===== EXCERPTED TEXT =====

People who have been exposed to languages like C# or Javascript would have already figured out what I'm going to talk about in this blog. For those who have just been coding in Java right from the start of your career, or who have just started their career in a language other than javascript, this blog is for you.

The Interview

During an interview with one of the famous banks in the US, there was a question from the interviewer asking me to optimize a solution which was making 5 API calls sequentially with each call taking more than 200 ms to respond. As a java developer, I was very well able to identify the bottlenecks and I proposed to solution to make all the API calls parallel using the asynchronous approach with the help of ExecutorServices. The interviewer wasn't much convinced with the answer though the proposed solution would have still solved the problem.

The Optimized Solution

One month went by and I started to learn Javascript as part of my new job(from a different company) and then I came across the concepts of callbacks and promises in javascript. I watched a lot of tutorials on Youtube and went through each and every line of MDN documentation. I was now able to understand what the interviewer(from the US bank) was expecting and where things went wrong during the interview.

=====

### WHAT YOU WILL DO:
#1 From the blog post about the Java interview, copy the part that opens with the words containing "During an interview" and closes with "solved the problem.".
#2 List each programming language named in the blog post about the Java interview, giving each one only once.
#3 Go on with the blog post about the Java interview, starting after its last sentence.

===== ENTRIES SHOWN =====

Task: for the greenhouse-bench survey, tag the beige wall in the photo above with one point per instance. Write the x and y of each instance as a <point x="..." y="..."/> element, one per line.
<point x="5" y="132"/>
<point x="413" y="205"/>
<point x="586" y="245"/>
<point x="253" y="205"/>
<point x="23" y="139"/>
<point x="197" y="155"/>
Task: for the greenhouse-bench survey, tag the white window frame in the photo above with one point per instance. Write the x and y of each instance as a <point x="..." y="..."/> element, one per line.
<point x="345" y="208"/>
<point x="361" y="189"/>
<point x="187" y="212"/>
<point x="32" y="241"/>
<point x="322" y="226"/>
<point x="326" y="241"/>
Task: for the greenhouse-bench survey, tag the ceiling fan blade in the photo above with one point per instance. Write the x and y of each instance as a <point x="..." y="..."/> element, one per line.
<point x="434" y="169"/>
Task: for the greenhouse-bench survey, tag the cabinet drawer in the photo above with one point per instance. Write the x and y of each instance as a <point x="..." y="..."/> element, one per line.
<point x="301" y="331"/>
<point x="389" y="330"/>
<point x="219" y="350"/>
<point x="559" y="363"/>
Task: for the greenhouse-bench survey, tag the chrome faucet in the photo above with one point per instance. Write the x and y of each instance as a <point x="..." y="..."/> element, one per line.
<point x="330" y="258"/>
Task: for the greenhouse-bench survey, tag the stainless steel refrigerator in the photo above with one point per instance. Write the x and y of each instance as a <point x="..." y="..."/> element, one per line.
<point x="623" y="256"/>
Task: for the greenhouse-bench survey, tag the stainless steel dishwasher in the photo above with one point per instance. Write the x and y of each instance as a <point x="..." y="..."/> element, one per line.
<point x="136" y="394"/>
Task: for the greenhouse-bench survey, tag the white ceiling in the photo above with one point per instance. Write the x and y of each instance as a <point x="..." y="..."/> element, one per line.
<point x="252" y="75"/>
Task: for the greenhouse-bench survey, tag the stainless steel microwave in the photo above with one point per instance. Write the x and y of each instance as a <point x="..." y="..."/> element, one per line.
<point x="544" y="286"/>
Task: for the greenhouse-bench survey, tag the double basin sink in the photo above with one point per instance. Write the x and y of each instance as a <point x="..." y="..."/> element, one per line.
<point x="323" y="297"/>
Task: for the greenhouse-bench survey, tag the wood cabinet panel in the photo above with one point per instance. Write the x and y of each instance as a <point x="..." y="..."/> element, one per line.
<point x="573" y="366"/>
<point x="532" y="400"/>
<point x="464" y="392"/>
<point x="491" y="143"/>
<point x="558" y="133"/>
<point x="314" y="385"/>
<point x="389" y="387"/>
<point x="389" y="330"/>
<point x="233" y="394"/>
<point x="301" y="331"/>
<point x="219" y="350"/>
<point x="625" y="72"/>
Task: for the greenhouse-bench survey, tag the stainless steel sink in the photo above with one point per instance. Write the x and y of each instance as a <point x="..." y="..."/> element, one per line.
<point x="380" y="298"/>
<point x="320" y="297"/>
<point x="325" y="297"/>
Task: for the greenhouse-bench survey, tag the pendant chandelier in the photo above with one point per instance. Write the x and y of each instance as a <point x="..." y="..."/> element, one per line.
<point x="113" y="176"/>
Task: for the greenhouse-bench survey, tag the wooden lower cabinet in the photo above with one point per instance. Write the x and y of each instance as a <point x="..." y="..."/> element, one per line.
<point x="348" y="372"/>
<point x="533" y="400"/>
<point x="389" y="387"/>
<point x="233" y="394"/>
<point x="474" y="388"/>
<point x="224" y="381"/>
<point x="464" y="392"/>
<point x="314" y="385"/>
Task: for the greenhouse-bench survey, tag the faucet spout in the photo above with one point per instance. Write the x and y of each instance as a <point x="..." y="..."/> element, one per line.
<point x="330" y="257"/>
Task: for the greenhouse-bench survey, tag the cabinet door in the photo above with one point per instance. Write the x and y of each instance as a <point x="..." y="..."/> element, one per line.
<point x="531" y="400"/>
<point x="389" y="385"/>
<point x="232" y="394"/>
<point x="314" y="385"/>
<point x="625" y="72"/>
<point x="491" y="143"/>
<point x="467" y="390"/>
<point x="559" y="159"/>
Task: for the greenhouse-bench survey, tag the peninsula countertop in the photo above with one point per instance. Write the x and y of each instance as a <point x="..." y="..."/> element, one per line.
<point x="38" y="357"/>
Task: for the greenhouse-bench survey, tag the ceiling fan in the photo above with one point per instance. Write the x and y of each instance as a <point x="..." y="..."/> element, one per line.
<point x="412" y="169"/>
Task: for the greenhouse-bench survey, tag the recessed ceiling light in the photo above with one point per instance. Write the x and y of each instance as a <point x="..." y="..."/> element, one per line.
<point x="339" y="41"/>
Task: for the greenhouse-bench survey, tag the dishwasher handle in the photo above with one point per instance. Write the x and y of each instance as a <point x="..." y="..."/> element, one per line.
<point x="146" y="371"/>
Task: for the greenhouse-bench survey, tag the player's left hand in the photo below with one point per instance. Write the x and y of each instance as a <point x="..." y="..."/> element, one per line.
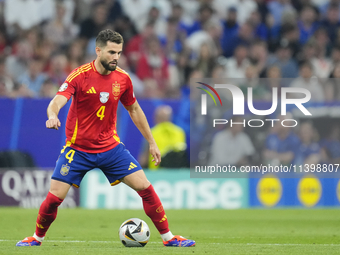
<point x="155" y="153"/>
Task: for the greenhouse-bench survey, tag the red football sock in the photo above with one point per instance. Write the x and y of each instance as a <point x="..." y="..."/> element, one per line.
<point x="154" y="209"/>
<point x="47" y="214"/>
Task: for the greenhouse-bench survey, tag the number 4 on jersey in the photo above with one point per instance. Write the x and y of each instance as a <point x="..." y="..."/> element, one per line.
<point x="100" y="112"/>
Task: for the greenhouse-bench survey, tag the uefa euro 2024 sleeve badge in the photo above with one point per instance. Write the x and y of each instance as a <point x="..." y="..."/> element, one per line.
<point x="115" y="90"/>
<point x="64" y="170"/>
<point x="104" y="97"/>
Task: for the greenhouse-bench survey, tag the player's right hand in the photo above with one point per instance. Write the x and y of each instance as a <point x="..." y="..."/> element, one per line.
<point x="53" y="123"/>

=====

### PER-TASK ANSWERS:
#1
During an interview with one of the famous banks in the US, there was a question from the interviewer asking me to optimize a solution which was making 5 API calls sequentially with each call taking more than 200 ms to respond. As a java developer, I was very well able to identify the bottlenecks and I proposed to solution to make all the API calls parallel using the asynchronous approach with the help of ExecutorServices. The interviewer wasn't much convinced with the answer though the proposed solution would have still solved the problem.

#2 C#, Javascript, Java

#3
Promises in Javascript

Javascript has a concept called 'callbacks', wherein a task is instructed to run asynchronously and perform an operation once the task is completed(or failed) successfully. People started to chain a lot of callbacks at once and over a period of time, this became callback hell as the syntaxes we difficult to read by other programmers. The ECMA standard of javascript added a beautiful syntactic sugar on top of callbacks and came up with the new concept called Promises.

The promise would accept two functions: resolve & reject namely and in case of successful completion, the resolve function gets called and reject when there is an error. A series of promises can all be chained to using the 'then' keyword and in situations where there are exceptions, we can have a catch block just like how you would handle exceptions. The basic syntax of promises is given below.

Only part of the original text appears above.